━━━━━ DATA RECORDS
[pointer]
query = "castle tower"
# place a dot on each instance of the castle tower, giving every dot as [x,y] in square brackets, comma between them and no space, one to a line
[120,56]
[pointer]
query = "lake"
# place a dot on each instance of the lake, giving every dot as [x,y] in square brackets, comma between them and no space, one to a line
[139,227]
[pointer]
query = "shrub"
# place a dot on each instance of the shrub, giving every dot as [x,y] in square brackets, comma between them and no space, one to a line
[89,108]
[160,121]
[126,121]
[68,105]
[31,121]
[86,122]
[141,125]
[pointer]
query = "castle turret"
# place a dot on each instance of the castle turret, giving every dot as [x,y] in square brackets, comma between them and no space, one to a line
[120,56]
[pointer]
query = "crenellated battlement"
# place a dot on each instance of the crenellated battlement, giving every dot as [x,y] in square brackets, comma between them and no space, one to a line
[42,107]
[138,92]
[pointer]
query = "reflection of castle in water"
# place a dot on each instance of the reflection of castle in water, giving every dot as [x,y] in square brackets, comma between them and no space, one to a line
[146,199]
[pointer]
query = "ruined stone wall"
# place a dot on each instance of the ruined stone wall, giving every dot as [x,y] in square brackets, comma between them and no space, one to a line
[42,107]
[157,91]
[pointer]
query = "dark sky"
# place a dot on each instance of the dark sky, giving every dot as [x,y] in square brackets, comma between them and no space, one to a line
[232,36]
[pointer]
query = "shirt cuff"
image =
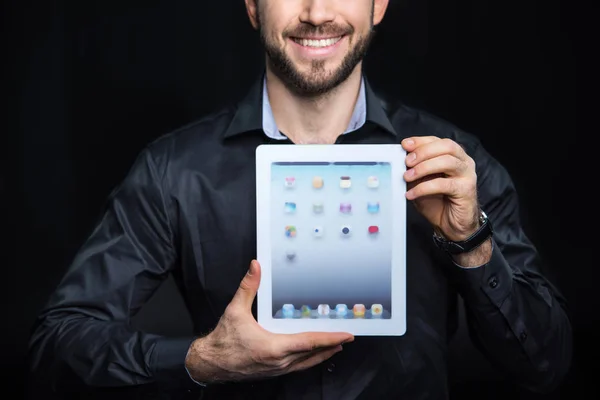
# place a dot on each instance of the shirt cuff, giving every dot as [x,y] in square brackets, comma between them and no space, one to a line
[167,363]
[491,282]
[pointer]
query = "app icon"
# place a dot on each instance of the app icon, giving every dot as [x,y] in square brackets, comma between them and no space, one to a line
[345,182]
[341,310]
[373,208]
[290,231]
[290,182]
[372,182]
[318,231]
[290,207]
[305,310]
[317,182]
[288,311]
[359,310]
[317,208]
[373,230]
[345,231]
[345,208]
[376,310]
[323,310]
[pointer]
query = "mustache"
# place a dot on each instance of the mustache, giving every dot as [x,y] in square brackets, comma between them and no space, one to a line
[329,29]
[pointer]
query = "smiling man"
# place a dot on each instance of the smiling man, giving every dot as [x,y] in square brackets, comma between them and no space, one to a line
[187,208]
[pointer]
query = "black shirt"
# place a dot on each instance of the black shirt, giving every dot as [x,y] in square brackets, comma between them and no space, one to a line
[187,208]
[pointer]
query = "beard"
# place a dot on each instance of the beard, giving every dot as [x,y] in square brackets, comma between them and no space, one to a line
[317,81]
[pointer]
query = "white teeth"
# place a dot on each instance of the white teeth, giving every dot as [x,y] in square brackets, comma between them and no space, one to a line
[317,43]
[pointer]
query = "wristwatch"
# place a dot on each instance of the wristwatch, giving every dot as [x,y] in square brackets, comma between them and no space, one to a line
[472,242]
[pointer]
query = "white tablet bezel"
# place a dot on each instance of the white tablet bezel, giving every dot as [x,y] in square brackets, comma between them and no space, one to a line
[395,155]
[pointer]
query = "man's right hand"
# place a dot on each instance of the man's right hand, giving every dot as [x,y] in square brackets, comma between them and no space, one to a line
[240,349]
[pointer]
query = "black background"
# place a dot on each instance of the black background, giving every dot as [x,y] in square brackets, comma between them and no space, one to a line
[89,83]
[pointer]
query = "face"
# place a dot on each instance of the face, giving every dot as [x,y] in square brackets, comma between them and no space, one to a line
[314,45]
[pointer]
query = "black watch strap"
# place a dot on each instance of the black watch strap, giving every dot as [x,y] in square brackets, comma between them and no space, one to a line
[472,242]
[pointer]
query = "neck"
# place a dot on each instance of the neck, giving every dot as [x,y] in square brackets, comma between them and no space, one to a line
[320,119]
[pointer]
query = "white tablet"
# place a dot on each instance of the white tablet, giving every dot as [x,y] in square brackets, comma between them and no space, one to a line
[331,237]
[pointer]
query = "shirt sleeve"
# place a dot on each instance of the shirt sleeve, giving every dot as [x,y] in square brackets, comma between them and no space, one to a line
[516,317]
[84,329]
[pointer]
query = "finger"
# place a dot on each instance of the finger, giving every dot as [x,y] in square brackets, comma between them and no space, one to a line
[444,165]
[437,186]
[434,149]
[244,297]
[411,143]
[309,341]
[314,358]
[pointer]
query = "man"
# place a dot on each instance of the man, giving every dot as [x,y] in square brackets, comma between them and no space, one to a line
[187,208]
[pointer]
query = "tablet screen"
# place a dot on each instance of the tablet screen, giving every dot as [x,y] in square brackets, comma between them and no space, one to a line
[331,235]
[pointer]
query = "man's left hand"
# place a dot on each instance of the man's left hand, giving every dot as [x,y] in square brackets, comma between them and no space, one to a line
[442,183]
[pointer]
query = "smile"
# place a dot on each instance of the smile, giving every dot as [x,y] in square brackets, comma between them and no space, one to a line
[317,43]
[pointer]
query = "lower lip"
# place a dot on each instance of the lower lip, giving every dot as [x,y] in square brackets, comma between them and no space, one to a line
[317,51]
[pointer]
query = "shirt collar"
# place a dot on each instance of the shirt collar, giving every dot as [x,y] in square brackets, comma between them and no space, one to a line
[254,113]
[359,115]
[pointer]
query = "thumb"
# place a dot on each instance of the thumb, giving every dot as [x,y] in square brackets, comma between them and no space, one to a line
[248,287]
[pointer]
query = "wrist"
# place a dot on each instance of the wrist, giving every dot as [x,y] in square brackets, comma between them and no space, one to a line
[477,257]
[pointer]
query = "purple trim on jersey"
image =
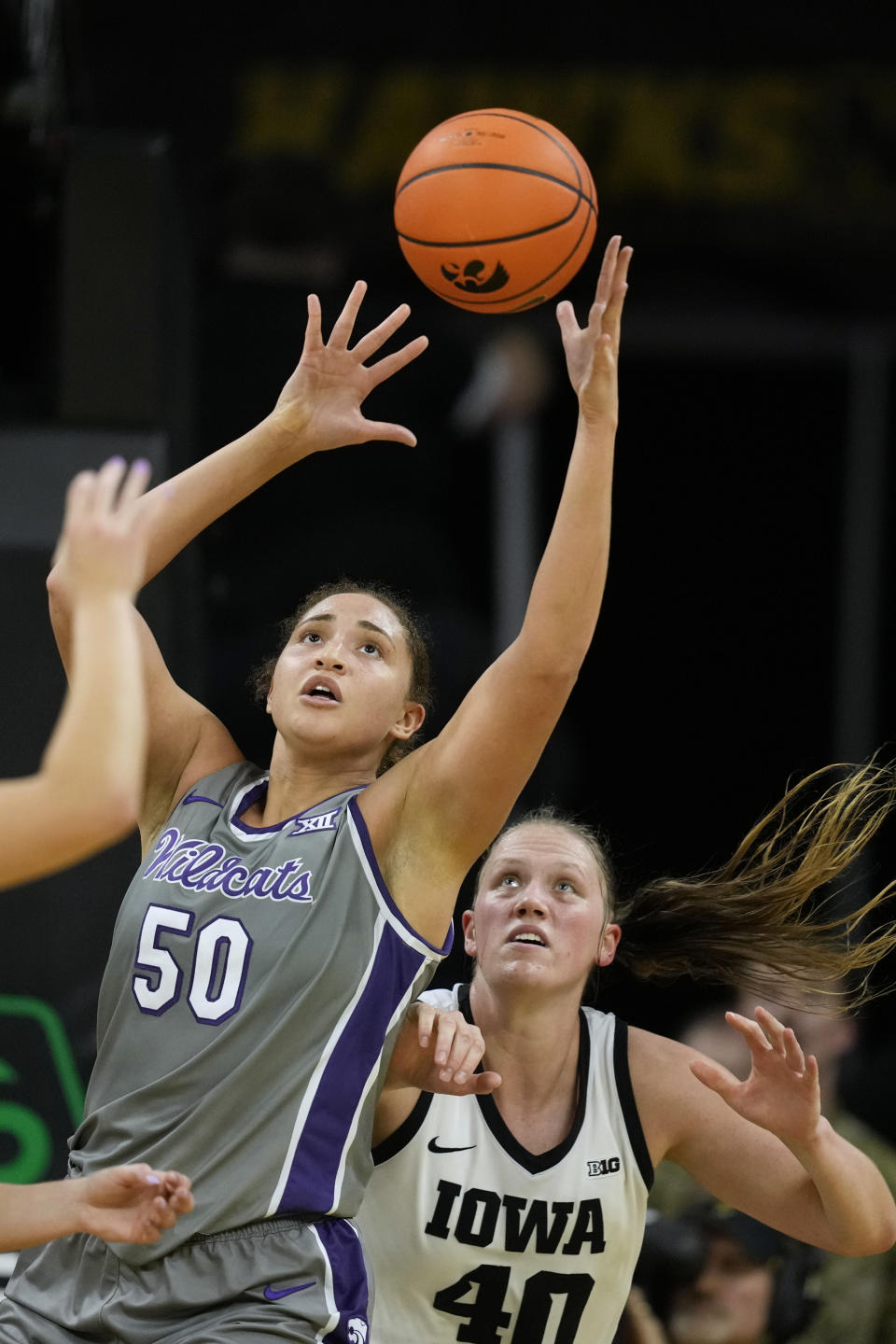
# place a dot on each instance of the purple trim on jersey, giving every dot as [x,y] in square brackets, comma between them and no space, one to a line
[385,891]
[354,1057]
[254,794]
[343,1249]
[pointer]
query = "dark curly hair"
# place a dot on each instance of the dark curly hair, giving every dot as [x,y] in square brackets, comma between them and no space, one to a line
[419,689]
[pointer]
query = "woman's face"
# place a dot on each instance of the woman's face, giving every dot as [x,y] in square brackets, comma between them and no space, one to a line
[539,918]
[342,681]
[727,1304]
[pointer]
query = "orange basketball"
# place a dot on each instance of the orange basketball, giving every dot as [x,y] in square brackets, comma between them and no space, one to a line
[495,210]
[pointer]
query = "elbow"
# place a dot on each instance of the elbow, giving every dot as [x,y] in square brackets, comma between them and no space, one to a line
[122,811]
[875,1240]
[113,815]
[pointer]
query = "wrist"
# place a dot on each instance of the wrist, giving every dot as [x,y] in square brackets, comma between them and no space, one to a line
[289,433]
[814,1147]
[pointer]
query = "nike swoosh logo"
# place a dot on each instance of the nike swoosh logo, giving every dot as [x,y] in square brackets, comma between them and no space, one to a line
[434,1147]
[274,1295]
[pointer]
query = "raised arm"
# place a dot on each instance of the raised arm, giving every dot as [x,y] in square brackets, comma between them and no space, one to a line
[455,793]
[762,1145]
[436,1051]
[91,778]
[318,409]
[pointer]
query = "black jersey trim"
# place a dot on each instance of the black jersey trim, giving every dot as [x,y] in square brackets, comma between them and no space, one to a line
[402,1136]
[627,1102]
[535,1163]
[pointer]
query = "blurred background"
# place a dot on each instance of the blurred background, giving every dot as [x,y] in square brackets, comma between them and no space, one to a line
[176,177]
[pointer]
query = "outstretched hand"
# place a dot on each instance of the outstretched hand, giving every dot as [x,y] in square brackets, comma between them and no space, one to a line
━━━━━━━━━━
STATED TASK:
Repeat the material above word for word and skip every image in it.

TASK OUTPUT:
[pointer]
query = "castle tower"
# place a dot on each instance of the castle tower, giving every dot as [x,y] in square brackets, comma between them and no space, one to a line
[120,56]
[pointer]
query = "lake"
# place a dot on each instance of the lake, giving every dot as [x,y] in square brackets, comma between them and no space, one to a line
[139,227]
[pointer]
query = "shrub"
# place a dot on each instance of the shrub, giving every dot as [x,y] in square brackets, comma between them and no space, one to a line
[89,108]
[160,121]
[126,121]
[68,105]
[31,121]
[86,122]
[141,125]
[pointer]
query = "castle turret"
# place a dot on each instance of the castle turret, giving every dot as [x,y] in square brackets, comma between them and no space, one to a line
[120,56]
[pointer]
query = "crenellated battlement"
# place a dot on each instance of the crenellated battlement, giving every dot as [x,y] in square brackets, comma between them and no space, one to a line
[42,107]
[138,92]
[pointer]
query = "reflection of castle in water"
# place a dot on each instance of the reflection of castle in water, giving every dot as [x,y] in square brackets, comma between them and no space, one to a line
[146,199]
[pointer]
query = "ruined stone wall"
# place a dot on each instance of the ruined stone wall, giving every dot as [x,y] in square brackets, comma between them and no space, one to a line
[42,107]
[157,91]
[pointer]
query = "dark sky"
# place a dot on each instance of the dark sky, giving every dot as [x,y] in square brackets, comma between them and no space, one to a line
[232,36]
[pointer]
query = "shirt cuff"
image =
# place a dot on each instance of the shirt cuff, giving every dot as [x,y] in square brackets, comma between them and no space, one to a line
[167,363]
[491,282]
[pointer]
query = "app icon"
# place a dot on each instance of the app icon, giving every dot as [x,y] in square brackets, comma between them and no space, one to a line
[345,182]
[341,310]
[373,208]
[290,231]
[290,182]
[372,182]
[318,231]
[290,207]
[305,310]
[317,182]
[288,311]
[359,310]
[317,208]
[373,230]
[345,231]
[345,208]
[376,310]
[323,310]
[pointer]
query = "mustache"
# place a dot on each instance of the mustache, giving every dot as [x,y] in square brackets, comma between them and no space, one to a line
[329,29]
[pointer]
query = "smiling man"
# place a dot on each instance of the smiling man, giving every dot as [x,y] in square brackets, comma between them and no space, one to a line
[187,208]
[pointer]
query = "black shirt"
# place a dot on each instance of the black shirt, giving every dot as [x,y] in square brackets, comma between them and no space, one to a line
[187,208]
[pointer]
query = "beard"
# place a dot on each instance of the beard, giving every dot as [x,y] in square brackets, comma between them and no space, one to a line
[317,81]
[pointer]
query = "white teeth"
# place a dot on each instance of the white teeth, giving every dot as [x,y] in square brackets, comma between them and no space, one to a line
[317,43]
[pointer]
query = "wristwatch"
# place a dot on each instance of the wristwatch, giving every dot as [x,y] in square brackets, comma between them and no space, one to a line
[472,242]
[pointer]
query = "white tablet bezel"
# place a dot on each instance of the white tablet bezel, giving every dot as [x,y] in square brackets, comma between them and no space, one to a line
[395,155]
[pointer]
query = "man's right hand"
# place a dot on each instance of the man's right hand, giving every dot as [x,y] in square brackets, comma between them and no space, one to a line
[240,349]
[pointer]
query = "black background"
# place a dot on each instance of the black background, giving every dot as [x,y] in square brackets, comma between them and no space, one to a line
[89,83]
[pointer]
query = "face"
# place a dot on each instance of the face, giving every dot as [x,y] in square brackets, comma between them and no space, one to a line
[314,45]
[pointer]
query = "black watch strap"
# place a dot on each instance of the black watch strap, giving every dot as [x,y] in square brackets, comma between them and no space, one to a line
[472,242]
[pointer]
query = "neck"
# place a dot on each instance of the neck, giving every dot as [x,y] in square brackets, comma between them and no space, one to a line
[320,119]
[pointer]
query = "white tablet"
# place a dot on each instance of the white tablet, giving every dot as [x,y] in square brackets, comma between them and no space, one to a line
[331,237]
[pointer]
query = "shirt sleeve"
# place a dot on each instance of the shirt sleeve, giving every dot as [x,y] in square brackets, comma between them and no space, one to a line
[516,317]
[84,329]
[pointer]
query = "finger"
# place a dot on each instance of the finger, giving every dot as [x,y] in square brackets, comma between them and no space, one to a line
[444,165]
[437,186]
[434,149]
[244,297]
[411,143]
[309,341]
[314,358]
[pointer]
query = "man"
# place a dot on each instance of the man, giving every dot as [x,y] in square brackets, comma between them and no space, one to a line
[187,208]
[pointer]
query = "tablet screen"
# place a dot on each instance of the tablet screen, giving every dot as [x,y] in square brackets, comma between them and no space, one to a line
[331,235]
[pointer]
query = "man's left hand"
# place a dot on each instance of the man's left hand, giving every dot as [x,y] in square brackets, comma between them and no space, one to a line
[442,183]
[pointer]
query = "smile"
# place a dot on each instance of the smile, giving every dot as [x,y] in square brackets, comma between them and no space, one to a line
[317,43]
[pointer]
query = "lower lip"
# place a dot on each instance of the lower lip, giving every dot as [x,y] in square brackets, comma between them and no space, one to a line
[317,51]
[pointer]
query = "shirt collar"
# place a dot on each instance of the shirt collar, giving every dot as [x,y] in square brackets, comma between them and no space, one to a line
[254,113]
[359,115]
[pointer]
query = "thumb"
# place a dot on each instance of the thumb, giving every dot as [x,y] in square brackets, comma between them and no space, one to a line
[248,287]
[pointer]
query = "wrist"
# place a dot on each instance of the wrist, giving every dot as [x,y] in square brackets, comma between them and no space, one to a line
[477,257]
[pointer]
query = "purple trim on jersey"
image =
# place a dot on each instance of the purple trim on jersey, giving every dot as [x,y] in square brackets, comma between them and no space, one to a line
[385,891]
[354,1057]
[254,794]
[343,1249]
[pointer]
query = "dark curly hair"
# place a dot on each instance of the dark curly hair, giving every dot as [x,y] in square brackets, comma between them and no space, one to a line
[419,689]
[pointer]
query = "woman's face"
# place a dot on each instance of the woman's face, giving every dot as [x,y] in square brackets, comma between them and no space, one to a line
[539,918]
[342,681]
[727,1304]
[pointer]
query = "orange basketball"
# place a dot on each instance of the orange basketball, giving every dot as [x,y] in square brackets, comma between them and no space, one to a line
[495,210]
[pointer]
query = "elbow"
# place a dot on each instance of the elbow, giving every dot as [x,y] in square brackets, comma between them and no space, one to a line
[122,811]
[875,1240]
[113,815]
[pointer]
query = "wrist"
# place a dot on each instance of the wrist, giving every dot as [x,y] in square brackets, comma between them and no space, one to a line
[289,433]
[814,1147]
[pointer]
query = "nike swoosh logo"
# place a dot on each instance of the nike swoosh logo, giving every dot as [x,y] in square brackets, comma between them and no space, one to a line
[434,1147]
[274,1295]
[pointer]
query = "raised arm"
# place a dot on each instance of the raised arm, giving every dot as [x,y] in square brackets, comma between them and no space, one to a line
[455,793]
[762,1145]
[436,1051]
[91,778]
[318,409]
[pointer]
query = "black jersey trim"
# place a dot on each instance of the black jersey trim, giving every dot as [x,y] in square brackets, comma between them and no space, one to a line
[402,1136]
[627,1102]
[535,1163]
[pointer]
query = "blurred background"
# place a dot on each instance of the blurred background, giving every dot as [x,y] in square brackets, comma between them and no space, one to a line
[176,177]
[pointer]
query = "outstretched hand"
# place a dot on each instance of the outstretched hand, giving every dot as [x,y] in square brackets, comma between them and no space, one to a line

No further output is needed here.